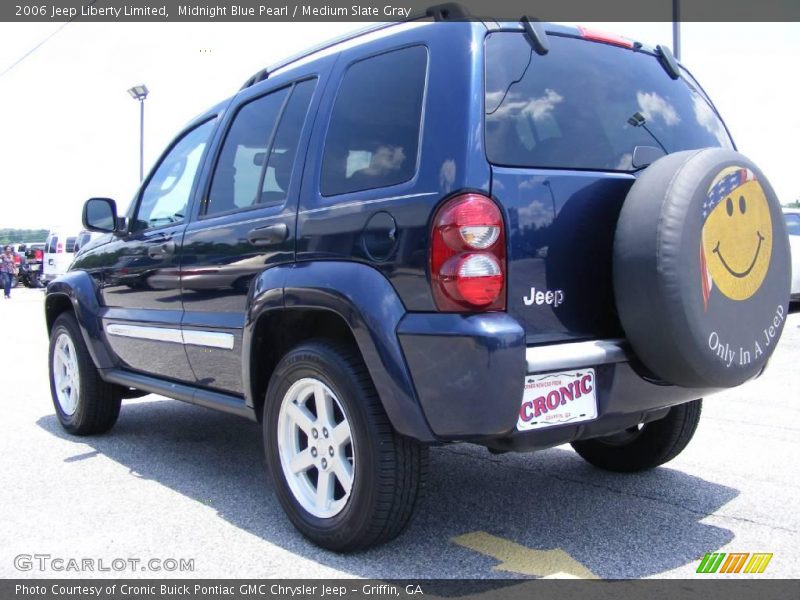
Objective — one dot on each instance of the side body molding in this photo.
(369, 305)
(80, 290)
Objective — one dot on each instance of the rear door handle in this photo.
(270, 235)
(161, 250)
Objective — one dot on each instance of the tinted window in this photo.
(793, 223)
(374, 131)
(241, 161)
(284, 148)
(255, 165)
(587, 105)
(166, 197)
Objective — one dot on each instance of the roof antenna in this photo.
(449, 11)
(537, 36)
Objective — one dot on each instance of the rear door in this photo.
(560, 132)
(245, 222)
(141, 281)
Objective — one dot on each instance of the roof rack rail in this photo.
(448, 11)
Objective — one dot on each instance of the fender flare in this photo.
(80, 289)
(370, 306)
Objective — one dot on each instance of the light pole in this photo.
(676, 29)
(139, 92)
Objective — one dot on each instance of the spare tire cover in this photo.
(702, 268)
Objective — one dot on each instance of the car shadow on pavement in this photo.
(617, 526)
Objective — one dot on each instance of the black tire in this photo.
(702, 268)
(388, 471)
(98, 402)
(647, 447)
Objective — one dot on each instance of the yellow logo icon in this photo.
(737, 235)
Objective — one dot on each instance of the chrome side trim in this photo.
(573, 355)
(209, 339)
(158, 334)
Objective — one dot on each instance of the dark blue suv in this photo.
(517, 235)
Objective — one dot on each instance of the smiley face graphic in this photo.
(737, 235)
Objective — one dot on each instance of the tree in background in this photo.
(22, 236)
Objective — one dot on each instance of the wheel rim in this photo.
(66, 376)
(316, 448)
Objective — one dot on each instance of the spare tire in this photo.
(702, 268)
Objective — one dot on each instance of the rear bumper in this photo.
(469, 374)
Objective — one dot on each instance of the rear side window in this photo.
(257, 158)
(373, 137)
(587, 105)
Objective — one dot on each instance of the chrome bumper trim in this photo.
(573, 355)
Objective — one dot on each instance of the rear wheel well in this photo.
(54, 305)
(279, 331)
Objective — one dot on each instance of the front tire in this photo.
(645, 446)
(84, 403)
(345, 478)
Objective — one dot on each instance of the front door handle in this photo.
(270, 235)
(161, 250)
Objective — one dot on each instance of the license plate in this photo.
(561, 398)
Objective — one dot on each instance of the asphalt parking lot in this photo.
(173, 481)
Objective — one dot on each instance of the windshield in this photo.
(587, 105)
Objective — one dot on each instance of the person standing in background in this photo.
(8, 268)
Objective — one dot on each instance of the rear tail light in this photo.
(468, 255)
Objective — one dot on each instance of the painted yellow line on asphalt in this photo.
(515, 558)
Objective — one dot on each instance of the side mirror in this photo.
(100, 214)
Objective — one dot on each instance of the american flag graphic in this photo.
(720, 190)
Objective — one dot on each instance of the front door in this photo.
(141, 282)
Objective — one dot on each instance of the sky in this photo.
(70, 130)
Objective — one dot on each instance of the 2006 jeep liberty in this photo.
(518, 235)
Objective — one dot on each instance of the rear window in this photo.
(373, 136)
(793, 223)
(587, 105)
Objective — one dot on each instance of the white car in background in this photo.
(58, 253)
(792, 216)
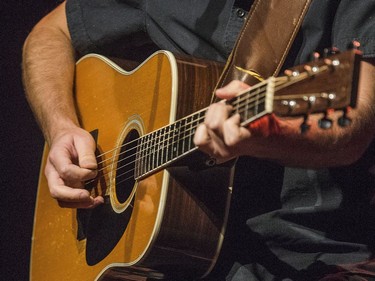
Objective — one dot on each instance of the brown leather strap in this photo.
(264, 40)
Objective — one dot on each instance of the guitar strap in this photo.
(264, 41)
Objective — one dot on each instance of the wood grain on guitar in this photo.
(165, 209)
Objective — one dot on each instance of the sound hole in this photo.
(125, 167)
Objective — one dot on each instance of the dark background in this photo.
(21, 142)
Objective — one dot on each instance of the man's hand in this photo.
(221, 135)
(71, 161)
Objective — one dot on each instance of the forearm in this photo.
(48, 71)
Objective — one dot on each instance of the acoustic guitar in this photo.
(166, 203)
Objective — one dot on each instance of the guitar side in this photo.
(166, 221)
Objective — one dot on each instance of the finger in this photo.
(62, 159)
(82, 205)
(216, 114)
(85, 148)
(66, 195)
(232, 89)
(234, 133)
(201, 136)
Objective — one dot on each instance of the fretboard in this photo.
(160, 148)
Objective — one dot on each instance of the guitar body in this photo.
(169, 224)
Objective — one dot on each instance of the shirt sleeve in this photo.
(355, 20)
(110, 27)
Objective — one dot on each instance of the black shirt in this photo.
(290, 223)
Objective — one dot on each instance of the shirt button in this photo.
(240, 13)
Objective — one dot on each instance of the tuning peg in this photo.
(330, 51)
(314, 56)
(344, 120)
(355, 45)
(325, 122)
(305, 126)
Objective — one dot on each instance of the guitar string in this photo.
(279, 84)
(239, 102)
(242, 101)
(146, 143)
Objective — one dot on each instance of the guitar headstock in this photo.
(319, 86)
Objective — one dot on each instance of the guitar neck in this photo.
(329, 83)
(160, 148)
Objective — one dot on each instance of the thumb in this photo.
(86, 147)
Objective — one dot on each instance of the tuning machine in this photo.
(344, 120)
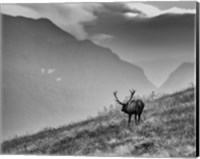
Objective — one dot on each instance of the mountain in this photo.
(165, 130)
(50, 78)
(181, 78)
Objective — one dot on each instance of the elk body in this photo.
(131, 107)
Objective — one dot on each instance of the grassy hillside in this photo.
(167, 129)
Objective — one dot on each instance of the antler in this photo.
(132, 93)
(117, 100)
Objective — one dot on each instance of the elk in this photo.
(131, 107)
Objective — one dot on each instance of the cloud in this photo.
(58, 79)
(149, 11)
(99, 38)
(42, 70)
(68, 16)
(51, 70)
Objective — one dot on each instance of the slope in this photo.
(180, 78)
(167, 129)
(83, 78)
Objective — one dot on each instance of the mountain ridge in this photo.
(88, 76)
(180, 78)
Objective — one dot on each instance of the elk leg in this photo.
(129, 119)
(135, 119)
(139, 117)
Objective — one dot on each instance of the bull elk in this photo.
(131, 107)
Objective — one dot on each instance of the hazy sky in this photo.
(158, 36)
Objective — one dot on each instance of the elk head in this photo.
(124, 105)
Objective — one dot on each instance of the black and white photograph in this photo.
(105, 79)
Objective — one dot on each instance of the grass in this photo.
(167, 129)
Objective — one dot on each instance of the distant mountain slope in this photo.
(166, 130)
(50, 78)
(180, 78)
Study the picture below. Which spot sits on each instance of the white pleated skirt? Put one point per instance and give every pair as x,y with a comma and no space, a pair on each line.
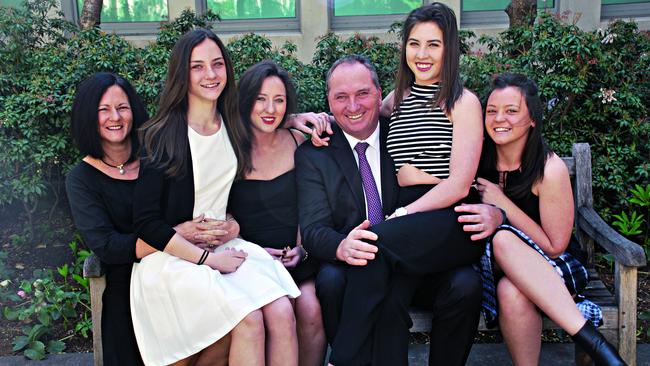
180,308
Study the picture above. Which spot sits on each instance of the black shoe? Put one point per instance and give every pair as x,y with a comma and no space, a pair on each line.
596,346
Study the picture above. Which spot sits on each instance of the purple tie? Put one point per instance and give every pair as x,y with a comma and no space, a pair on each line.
375,214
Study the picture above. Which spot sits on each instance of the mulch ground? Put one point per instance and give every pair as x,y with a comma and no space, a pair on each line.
50,250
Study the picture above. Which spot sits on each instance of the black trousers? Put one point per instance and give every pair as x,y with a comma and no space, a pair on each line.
454,296
412,245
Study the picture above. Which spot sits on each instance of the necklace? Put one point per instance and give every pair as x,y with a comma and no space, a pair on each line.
119,167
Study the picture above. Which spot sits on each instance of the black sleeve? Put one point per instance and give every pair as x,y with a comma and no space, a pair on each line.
314,210
91,217
148,218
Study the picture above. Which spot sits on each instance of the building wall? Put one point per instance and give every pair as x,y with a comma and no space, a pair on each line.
315,19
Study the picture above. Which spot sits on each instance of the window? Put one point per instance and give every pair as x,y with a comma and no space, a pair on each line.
624,9
254,15
11,3
126,17
368,14
484,12
129,11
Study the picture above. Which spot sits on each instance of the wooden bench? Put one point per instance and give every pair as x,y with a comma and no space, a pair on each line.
619,309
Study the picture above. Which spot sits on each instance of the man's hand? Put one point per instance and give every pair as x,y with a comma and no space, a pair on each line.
481,219
353,250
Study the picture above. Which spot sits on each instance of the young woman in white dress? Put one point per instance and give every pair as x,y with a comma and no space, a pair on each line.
185,298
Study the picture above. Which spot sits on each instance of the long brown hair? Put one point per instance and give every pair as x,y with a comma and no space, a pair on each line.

→ EXERCISE AIM
Reproduce each entry exactly, without the pictures.

→ REPLY TO THE TASK
Objective — one dot on each instance of the side body molding in this photo.
(369, 305)
(80, 290)
Objective — one dot on each instance of the rear door handle in this photo.
(270, 235)
(161, 250)
Objective — one dot on each instance of the tinted window in this photo.
(793, 223)
(374, 131)
(241, 161)
(284, 148)
(255, 165)
(587, 105)
(166, 197)
Objective — one dot on each instance of the roof antenna in this photo.
(449, 11)
(537, 36)
Objective — one dot on each instance of the rear door in this photo.
(560, 132)
(245, 222)
(141, 281)
Objective — one dot on each instance of the roof rack rail in this photo.
(448, 11)
Objective — one dot on each instance of the fender flare in this photo.
(80, 289)
(370, 306)
Objective — one dot on each instance of the light pole in this photo.
(676, 29)
(139, 92)
Objective — one dot on each instance of the spare tire cover in this photo.
(702, 268)
Objective — one dot on each instance of the car shadow on pavement in this photo.
(617, 526)
Objective — one dot on each instance of the black tire in this photo.
(702, 268)
(388, 471)
(98, 402)
(647, 447)
Objective — one dot on each instance of the yellow logo icon in this photo.
(737, 235)
Objective — one dot on each instance of the chrome side trim in this photo.
(573, 355)
(209, 339)
(158, 334)
Objective — one dot on each instance of the dark blue suv in this photo.
(517, 235)
Objective — one dot on each instance of the smiley face graphic in this photo.
(737, 235)
Objective — one dot on each instance of the tree in background in this photo.
(22, 236)
Objective — one dot on each instance of the wheel rim in this photo.
(66, 376)
(316, 448)
Objective — one dot on each instance of the spare tire in this photo.
(702, 268)
Objective — one dot on each instance of the rear bumper in this photo.
(469, 374)
Objective — one dot on each instance of the rear side window in this photo.
(257, 158)
(373, 137)
(587, 105)
Objective — one dot on each instance of the chrome bumper trim in this photo.
(573, 355)
Objective — one dot on each instance of the rear wheel well in this photo.
(54, 305)
(279, 331)
Objective — one dot on each instance of the front tire in this photo.
(645, 446)
(84, 403)
(345, 478)
Objective — one dot on each instance of the front door handle in this photo.
(270, 235)
(161, 250)
Objective — one dot on each instance of the license plate in this photo.
(561, 398)
Objective — one dot on each instance of the asphalt parking lot in this photo.
(173, 481)
Objective — one dot on each instance of the windshield in this photo.
(587, 105)
Objective — one dot on each instance of the person standing in background in this photo.
(8, 268)
Objective — one dot on each instance of the rear tail light in this photo.
(468, 255)
Objective — one dot on each instance of the painted yellow line on asphalt in this photo.
(515, 558)
Objective — one dot on each instance of the side mirror in this photo.
(100, 214)
Objective — one dot on each instance of the american flag graphic in this photo.
(720, 190)
Objective — one dot on each instance of the front door in this photo.
(141, 282)
Objective — one dot on each instance of the sky in this photo.
(70, 130)
Objective — one dot on each instance of the 2006 jeep liberty in this photo.
(518, 235)
Objective — one dot on each instance of the rear window in this photo.
(373, 136)
(793, 223)
(587, 105)
Objective — one dot on each instance of the white car in background in this photo.
(58, 253)
(792, 216)
Objective — one dot on each instance of the brown leather strap in this photo.
(264, 40)
Objective — one dot on each instance of the guitar strap in this photo.
(264, 41)
Objective — one dot on each instance of the wood grain on guitar in this photo.
(165, 209)
Objective — one dot on each instance of the sound hole in this photo.
(125, 167)
Objective — one dot on each instance of the dark background in this photo.
(21, 142)
Objective — one dot on each instance of the man's hand in this photo.
(221, 135)
(71, 161)
Objective — one dot on each instance of the forearm in this photo.
(48, 71)
Objective — one dot on each instance of the acoustic guitar in this photo.
(166, 203)
Objective — one dot on each instance of the guitar side in this photo.
(166, 221)
Objective — one dot on each instance of the finger in this photo.
(62, 159)
(82, 205)
(216, 114)
(85, 148)
(66, 195)
(232, 89)
(234, 133)
(201, 136)
Objective — one dot on each instance of the fretboard in this photo.
(160, 148)
Objective — one dot on each instance of the guitar body in this photo.
(169, 224)
Objective — one dot on each instance of the shirt sleeve in this photo.
(355, 20)
(110, 27)
Objective — one dot on each instance of the black shirt in this photo.
(290, 223)
Objective — one dot on each instance of the shirt button in this photo.
(240, 13)
Objective — one dot on each instance of the tuning peg in this photo.
(330, 51)
(314, 56)
(344, 120)
(355, 45)
(325, 122)
(305, 126)
Objective — one dot on each instance of the guitar string in this photo.
(279, 84)
(239, 102)
(242, 101)
(146, 143)
Objective — one dot on each instance of the guitar headstock in this photo.
(319, 86)
Objective — one dot on each instance of the guitar neck in this photo.
(329, 83)
(160, 148)
Objective — one dot on each instance of the thumb in this photo.
(86, 147)
Objective — one dot on each instance of the tuning machine in this photo.
(344, 120)
Objective — one dot on each instance of the mountain in this photo.
(165, 130)
(50, 78)
(181, 78)
Objective — one dot on each instance of the elk body in this photo.
(131, 107)
Objective — one dot on each instance of the grassy hillside in this photo.
(167, 129)
Objective — one dot on each instance of the antler in this photo.
(132, 93)
(117, 100)
Objective — one dot on each instance of the elk in this photo.
(131, 107)
Objective — one dot on each instance of the cloud in this photo.
(58, 79)
(149, 11)
(99, 38)
(42, 70)
(68, 16)
(51, 70)
Objective — one dot on each instance of the slope in this photo.
(180, 78)
(167, 129)
(83, 78)
Objective — one dot on each instance of the mountain ridge in this photo.
(88, 76)
(180, 78)
Objective — one dot on each instance of the elk leg in this photo.
(129, 119)
(135, 119)
(139, 117)
Objective — one dot on each instance of the bull elk in this photo.
(131, 107)
Objective — one dot on each instance of the hazy sky in this photo.
(158, 36)
Objective — one dot on each instance of the elk head in this photo.
(124, 105)
Objective — one dot on each instance of the black and white photograph in this photo.
(105, 79)
Objective — one dot on each instance of the grass in this photo.
(167, 129)
Objective — one dot on each instance of the distant mountain slope in this photo.
(166, 130)
(50, 78)
(180, 78)
Study the picture below. Which spot sits on each instance of the white pleated skirt? Put one point per instance and give every pair as x,y with a comma and no space, a pair on each line.
180,308
Study the picture above. Which spot sits on each instance of the black shoe? Put one point per instance and give every pair as x,y with a comma and no space, a pair on each line.
596,346
Study the picture above. Which spot sits on each instance of the purple tie? Put one point per instance and give every pair as x,y with a comma and no space, a pair on each line.
375,214
Study the picture above. Which spot sits on each instance of the mulch ground? Put one point per instance and give every pair as x,y with a comma and no space, a pair on each line.
50,250
Study the picture above. Which spot sits on each instance of the black trousers? Put one point per instance and give every pair as x,y with a comma and no space, a pair on each line.
454,296
412,245
Study the picture above. Which spot sits on each instance of the necklace? Put one point per instance and give every pair as x,y with a comma and no space, a pair on each line.
119,167
Study the picture above. Which spot sits on each instance of the black sleeve? Put one point per instance and give every pair as x,y with a comma and no space, a pair on each line.
314,210
91,217
148,218
Study the picture above. Which spot sits on each instance of the building wall? Put one point per instance and give every pair as x,y with a comma and no space, a pair on each line.
315,19
Study the picture above. Which spot sits on each instance of the window? Put one point per instance and give every pair as x,y with a comma and no space, a pair on each line.
624,9
254,15
11,3
126,17
368,14
484,12
129,11
Study the picture above. Which spot sits on each instance of the wooden bench? Put one point per instance and give every pair as x,y with a comma and no space, a pair on each line.
619,309
Study the picture above. Which spot sits on each instance of the man's hand? Put one point per instance and give every pair as x,y with a comma and no space, a pair on each line.
481,219
353,250
Study the picture above. Which spot sits on each instance of the young woman in white dress? Put one point per instance and give every pair as x,y with a comma and no space, a pair on each line.
185,298
Study the picture above. Which spot sits on each instance of the long brown hair? Put one point per instance and give every pair as x,y with a comma and no space, a pair on each line.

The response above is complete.